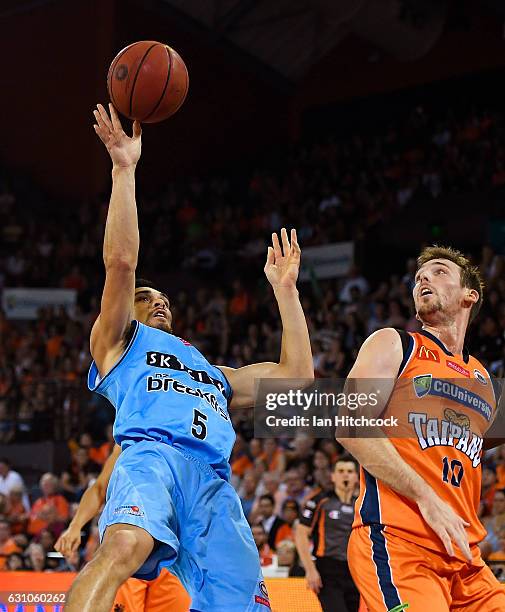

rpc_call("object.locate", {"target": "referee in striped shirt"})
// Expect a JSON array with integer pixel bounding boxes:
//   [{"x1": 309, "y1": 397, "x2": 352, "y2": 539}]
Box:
[{"x1": 295, "y1": 456, "x2": 359, "y2": 612}]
----
To do -
Copy the records above line for line without changing anything, and leave out the pictures.

Task output -
rpc_call("object.locate", {"target": "referee in striped shirt"})
// Expect a JSON array with integer pixel bounding boxes:
//   [{"x1": 309, "y1": 397, "x2": 352, "y2": 539}]
Box:
[{"x1": 295, "y1": 456, "x2": 359, "y2": 612}]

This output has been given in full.